### Exercise instructions
Would you output, exactly as written, the line with "negative clicks: (724, 515)" and all lines after it to the end of the data below, and no others?

### Data provided
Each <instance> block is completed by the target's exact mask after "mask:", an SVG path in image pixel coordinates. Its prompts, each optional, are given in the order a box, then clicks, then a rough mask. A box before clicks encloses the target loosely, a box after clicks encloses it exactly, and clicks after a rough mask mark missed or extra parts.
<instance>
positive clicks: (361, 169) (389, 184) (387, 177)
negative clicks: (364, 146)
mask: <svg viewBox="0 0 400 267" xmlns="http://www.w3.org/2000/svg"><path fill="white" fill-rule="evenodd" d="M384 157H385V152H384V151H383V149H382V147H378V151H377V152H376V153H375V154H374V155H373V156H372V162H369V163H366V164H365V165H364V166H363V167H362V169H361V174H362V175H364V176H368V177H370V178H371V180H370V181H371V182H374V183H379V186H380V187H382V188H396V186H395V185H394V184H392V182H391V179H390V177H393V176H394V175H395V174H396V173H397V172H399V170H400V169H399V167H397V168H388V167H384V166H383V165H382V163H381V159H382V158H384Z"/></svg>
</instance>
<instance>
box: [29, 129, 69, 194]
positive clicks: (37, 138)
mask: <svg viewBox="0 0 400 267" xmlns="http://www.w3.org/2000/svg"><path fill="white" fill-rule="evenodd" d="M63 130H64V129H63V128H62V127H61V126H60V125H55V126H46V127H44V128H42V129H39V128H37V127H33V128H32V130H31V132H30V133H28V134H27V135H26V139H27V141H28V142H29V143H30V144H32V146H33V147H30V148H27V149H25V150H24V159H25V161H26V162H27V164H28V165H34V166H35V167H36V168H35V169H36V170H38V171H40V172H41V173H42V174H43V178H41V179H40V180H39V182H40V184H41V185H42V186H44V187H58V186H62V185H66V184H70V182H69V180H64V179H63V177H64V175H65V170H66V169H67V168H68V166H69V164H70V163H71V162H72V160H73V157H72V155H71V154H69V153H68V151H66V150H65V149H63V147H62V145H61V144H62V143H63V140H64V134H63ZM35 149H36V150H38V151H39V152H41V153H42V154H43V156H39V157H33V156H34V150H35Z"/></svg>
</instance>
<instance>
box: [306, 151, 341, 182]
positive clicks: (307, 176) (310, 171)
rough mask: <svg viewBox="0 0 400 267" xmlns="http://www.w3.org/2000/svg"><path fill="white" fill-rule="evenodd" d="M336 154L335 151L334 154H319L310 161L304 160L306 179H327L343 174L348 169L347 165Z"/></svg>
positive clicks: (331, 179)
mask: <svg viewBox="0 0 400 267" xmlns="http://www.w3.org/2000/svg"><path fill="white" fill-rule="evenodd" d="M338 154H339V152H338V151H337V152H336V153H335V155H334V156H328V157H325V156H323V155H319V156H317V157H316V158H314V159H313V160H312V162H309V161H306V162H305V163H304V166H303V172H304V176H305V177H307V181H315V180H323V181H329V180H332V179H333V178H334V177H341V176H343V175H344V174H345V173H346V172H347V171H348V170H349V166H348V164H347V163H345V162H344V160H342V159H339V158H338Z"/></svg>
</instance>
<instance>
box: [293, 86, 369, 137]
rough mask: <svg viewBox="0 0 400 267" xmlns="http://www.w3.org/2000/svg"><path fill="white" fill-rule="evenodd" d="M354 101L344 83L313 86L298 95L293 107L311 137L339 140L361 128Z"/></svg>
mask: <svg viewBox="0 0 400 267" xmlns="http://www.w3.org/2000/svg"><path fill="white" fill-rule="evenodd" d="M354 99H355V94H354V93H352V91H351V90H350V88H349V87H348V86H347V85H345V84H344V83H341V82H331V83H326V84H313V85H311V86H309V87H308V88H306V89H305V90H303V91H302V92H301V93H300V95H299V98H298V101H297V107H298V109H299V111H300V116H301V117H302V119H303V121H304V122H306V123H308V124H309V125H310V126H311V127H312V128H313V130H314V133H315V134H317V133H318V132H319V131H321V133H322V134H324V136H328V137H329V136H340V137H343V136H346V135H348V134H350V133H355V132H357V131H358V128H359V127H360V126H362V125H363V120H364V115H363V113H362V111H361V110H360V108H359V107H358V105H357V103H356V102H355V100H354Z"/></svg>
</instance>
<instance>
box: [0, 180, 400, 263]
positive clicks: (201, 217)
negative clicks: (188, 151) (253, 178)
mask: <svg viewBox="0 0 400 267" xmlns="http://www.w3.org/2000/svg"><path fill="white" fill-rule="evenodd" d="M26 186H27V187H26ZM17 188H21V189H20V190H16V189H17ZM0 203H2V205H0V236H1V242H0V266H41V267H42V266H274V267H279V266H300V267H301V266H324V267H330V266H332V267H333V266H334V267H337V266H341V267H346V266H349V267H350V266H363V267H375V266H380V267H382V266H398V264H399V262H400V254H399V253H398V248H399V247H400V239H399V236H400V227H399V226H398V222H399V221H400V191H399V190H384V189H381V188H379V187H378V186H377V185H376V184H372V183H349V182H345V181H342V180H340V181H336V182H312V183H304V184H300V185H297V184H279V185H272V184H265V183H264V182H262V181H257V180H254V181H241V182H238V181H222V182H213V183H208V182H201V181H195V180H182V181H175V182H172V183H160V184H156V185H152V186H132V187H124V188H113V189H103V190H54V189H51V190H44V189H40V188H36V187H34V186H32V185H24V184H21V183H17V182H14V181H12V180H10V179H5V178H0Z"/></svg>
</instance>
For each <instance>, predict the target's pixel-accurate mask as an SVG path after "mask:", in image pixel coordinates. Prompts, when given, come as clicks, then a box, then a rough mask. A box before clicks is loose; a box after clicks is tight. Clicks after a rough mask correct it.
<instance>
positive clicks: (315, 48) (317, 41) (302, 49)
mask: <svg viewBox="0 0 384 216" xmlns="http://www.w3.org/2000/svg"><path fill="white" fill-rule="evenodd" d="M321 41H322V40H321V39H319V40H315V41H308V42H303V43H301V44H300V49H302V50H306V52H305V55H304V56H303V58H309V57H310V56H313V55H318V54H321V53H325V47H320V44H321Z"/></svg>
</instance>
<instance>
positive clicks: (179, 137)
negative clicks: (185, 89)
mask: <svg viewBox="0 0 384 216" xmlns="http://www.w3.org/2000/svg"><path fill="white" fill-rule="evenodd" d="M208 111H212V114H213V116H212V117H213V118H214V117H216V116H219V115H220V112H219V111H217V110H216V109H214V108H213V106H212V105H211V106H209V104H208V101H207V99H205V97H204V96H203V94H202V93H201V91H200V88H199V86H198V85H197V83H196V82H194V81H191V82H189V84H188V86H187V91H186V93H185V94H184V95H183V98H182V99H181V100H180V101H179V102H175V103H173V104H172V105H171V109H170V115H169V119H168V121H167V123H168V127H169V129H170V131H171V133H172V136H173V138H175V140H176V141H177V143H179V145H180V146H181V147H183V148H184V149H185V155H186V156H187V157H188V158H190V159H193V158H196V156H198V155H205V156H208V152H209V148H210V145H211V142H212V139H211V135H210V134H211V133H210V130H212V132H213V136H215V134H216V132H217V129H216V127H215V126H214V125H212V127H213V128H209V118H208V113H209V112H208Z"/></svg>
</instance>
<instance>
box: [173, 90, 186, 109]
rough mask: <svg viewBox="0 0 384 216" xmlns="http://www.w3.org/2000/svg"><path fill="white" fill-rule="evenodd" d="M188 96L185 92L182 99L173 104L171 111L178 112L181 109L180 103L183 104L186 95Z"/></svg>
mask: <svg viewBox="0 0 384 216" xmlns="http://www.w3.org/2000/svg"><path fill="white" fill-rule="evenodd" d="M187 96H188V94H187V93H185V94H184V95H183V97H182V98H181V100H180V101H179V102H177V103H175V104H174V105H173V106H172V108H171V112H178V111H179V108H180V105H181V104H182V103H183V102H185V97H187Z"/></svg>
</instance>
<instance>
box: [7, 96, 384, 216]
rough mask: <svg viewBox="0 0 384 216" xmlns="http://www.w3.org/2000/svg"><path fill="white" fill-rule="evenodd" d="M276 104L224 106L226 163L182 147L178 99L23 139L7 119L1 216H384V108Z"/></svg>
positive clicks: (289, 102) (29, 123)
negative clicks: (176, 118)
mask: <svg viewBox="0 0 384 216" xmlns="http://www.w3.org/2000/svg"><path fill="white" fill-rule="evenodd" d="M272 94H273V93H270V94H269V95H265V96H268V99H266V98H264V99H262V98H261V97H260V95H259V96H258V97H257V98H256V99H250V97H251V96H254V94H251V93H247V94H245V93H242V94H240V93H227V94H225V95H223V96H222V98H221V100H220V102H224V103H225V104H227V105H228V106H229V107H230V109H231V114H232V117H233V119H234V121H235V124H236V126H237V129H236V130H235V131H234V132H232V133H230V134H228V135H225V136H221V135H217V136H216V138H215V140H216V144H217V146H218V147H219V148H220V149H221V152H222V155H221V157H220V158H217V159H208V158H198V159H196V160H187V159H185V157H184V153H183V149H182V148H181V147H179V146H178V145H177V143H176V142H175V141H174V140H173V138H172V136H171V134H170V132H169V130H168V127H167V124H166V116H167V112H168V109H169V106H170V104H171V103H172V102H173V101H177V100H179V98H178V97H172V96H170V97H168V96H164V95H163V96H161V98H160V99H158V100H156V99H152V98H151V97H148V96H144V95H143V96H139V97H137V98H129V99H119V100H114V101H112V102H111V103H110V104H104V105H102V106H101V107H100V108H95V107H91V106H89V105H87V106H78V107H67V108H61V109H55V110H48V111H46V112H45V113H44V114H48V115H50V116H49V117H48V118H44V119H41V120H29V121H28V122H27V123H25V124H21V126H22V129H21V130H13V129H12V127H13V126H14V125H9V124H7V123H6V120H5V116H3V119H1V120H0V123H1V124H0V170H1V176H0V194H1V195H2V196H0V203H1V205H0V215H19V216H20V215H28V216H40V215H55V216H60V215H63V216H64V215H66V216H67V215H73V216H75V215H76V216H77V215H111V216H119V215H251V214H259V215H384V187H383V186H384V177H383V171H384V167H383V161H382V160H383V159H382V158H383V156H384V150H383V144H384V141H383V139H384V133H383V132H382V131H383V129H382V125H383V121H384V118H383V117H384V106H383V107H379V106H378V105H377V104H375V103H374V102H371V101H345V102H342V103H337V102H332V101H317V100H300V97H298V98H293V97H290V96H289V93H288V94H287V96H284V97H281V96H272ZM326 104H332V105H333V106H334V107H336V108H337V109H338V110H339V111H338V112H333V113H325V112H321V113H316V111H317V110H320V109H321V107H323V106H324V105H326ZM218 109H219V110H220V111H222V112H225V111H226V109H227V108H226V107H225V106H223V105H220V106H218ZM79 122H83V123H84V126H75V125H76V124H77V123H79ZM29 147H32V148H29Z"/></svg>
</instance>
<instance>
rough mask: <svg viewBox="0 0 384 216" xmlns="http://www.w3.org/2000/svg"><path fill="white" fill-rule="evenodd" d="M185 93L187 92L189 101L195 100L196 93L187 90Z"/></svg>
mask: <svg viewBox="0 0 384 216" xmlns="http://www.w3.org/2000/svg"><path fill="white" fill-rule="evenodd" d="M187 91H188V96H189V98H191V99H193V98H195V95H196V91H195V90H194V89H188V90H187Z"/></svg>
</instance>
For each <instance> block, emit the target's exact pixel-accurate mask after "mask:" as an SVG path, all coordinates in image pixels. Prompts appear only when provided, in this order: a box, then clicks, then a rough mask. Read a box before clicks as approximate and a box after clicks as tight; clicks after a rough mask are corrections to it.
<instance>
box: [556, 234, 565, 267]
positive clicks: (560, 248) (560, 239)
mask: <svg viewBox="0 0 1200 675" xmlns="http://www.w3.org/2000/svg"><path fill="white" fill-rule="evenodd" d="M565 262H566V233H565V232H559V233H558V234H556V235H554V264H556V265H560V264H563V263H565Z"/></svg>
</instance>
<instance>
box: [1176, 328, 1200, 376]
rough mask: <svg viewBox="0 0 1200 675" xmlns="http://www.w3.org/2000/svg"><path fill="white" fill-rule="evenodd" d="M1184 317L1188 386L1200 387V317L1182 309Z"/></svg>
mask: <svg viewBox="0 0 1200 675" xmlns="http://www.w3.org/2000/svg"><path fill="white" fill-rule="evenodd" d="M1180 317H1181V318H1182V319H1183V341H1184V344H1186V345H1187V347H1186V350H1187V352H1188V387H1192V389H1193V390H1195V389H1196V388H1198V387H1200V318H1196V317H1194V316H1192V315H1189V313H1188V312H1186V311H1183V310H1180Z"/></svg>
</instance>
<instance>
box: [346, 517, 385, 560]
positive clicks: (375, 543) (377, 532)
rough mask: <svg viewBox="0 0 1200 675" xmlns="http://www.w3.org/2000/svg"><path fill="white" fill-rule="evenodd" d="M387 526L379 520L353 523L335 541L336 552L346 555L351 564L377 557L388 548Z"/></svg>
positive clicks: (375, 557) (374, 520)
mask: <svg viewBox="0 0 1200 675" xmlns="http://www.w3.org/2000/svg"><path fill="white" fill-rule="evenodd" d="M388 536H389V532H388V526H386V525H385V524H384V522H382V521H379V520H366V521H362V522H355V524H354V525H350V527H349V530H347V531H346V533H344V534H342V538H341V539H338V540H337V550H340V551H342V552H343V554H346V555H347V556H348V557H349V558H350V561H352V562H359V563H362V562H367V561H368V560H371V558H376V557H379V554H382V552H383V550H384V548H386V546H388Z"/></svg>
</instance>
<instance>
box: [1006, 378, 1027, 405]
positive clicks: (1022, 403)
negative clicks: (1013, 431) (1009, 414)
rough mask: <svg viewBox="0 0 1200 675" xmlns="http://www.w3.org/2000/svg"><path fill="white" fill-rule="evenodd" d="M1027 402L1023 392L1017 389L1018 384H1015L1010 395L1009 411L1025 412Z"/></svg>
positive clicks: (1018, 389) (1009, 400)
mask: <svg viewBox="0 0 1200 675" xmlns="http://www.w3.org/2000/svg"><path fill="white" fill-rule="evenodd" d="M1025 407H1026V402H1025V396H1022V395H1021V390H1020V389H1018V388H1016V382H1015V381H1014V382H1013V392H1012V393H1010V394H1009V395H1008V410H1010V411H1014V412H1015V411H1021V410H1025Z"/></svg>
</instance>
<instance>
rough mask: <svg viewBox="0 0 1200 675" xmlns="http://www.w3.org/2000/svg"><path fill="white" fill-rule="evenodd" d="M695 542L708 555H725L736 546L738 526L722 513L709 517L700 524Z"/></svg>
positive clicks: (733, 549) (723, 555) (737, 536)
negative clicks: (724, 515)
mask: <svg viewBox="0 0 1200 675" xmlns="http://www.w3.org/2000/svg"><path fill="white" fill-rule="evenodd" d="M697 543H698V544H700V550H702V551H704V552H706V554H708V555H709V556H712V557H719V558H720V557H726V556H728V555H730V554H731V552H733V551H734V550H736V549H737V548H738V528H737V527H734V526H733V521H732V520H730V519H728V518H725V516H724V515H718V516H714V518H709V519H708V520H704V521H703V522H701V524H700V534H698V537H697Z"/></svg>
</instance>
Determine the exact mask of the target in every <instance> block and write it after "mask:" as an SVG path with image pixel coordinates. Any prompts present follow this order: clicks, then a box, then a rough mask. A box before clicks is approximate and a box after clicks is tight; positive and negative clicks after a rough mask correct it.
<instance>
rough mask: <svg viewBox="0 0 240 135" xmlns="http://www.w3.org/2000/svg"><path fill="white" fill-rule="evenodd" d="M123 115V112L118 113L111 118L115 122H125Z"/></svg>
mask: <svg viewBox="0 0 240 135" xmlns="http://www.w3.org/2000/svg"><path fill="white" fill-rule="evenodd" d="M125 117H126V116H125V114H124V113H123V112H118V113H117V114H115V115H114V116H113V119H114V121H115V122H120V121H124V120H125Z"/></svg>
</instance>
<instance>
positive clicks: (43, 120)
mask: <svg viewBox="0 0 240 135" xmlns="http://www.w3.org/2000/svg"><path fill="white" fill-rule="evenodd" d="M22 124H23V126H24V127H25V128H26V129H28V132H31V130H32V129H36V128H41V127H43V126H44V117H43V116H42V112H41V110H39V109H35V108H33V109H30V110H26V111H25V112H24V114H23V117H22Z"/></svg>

### Task output
negative clicks: (724, 515)
mask: <svg viewBox="0 0 1200 675" xmlns="http://www.w3.org/2000/svg"><path fill="white" fill-rule="evenodd" d="M697 543H698V544H700V550H702V551H704V552H706V554H708V555H709V556H712V557H719V558H720V557H726V556H728V555H730V554H731V552H733V551H734V550H736V549H737V548H738V528H737V527H734V526H733V521H732V520H730V519H728V518H725V516H724V515H718V516H714V518H709V519H708V520H704V521H703V522H701V524H700V534H698V537H697Z"/></svg>
</instance>
Determine the exact mask of the target in every <instance> block and write it after "mask:" as an SVG path with image pixel coordinates. Any prompts present follow this order: clicks, then a box, then a rough mask. A box before clicks is approximate and a box after clicks is tight; positive and negative clicks after a rough mask correct it.
<instance>
rough mask: <svg viewBox="0 0 240 135" xmlns="http://www.w3.org/2000/svg"><path fill="white" fill-rule="evenodd" d="M123 115V112L118 113L111 118L115 122H125Z"/></svg>
mask: <svg viewBox="0 0 240 135" xmlns="http://www.w3.org/2000/svg"><path fill="white" fill-rule="evenodd" d="M125 117H126V116H125V114H124V113H123V112H118V113H117V114H115V115H114V116H113V119H114V121H115V122H120V121H124V120H125Z"/></svg>
</instance>
<instance>
positive clicks: (43, 120)
mask: <svg viewBox="0 0 240 135" xmlns="http://www.w3.org/2000/svg"><path fill="white" fill-rule="evenodd" d="M22 124H23V126H24V127H25V128H26V129H28V132H31V130H32V129H36V128H41V127H43V126H44V117H43V116H42V112H41V110H39V109H35V108H33V109H30V110H26V111H25V112H24V114H23V117H22Z"/></svg>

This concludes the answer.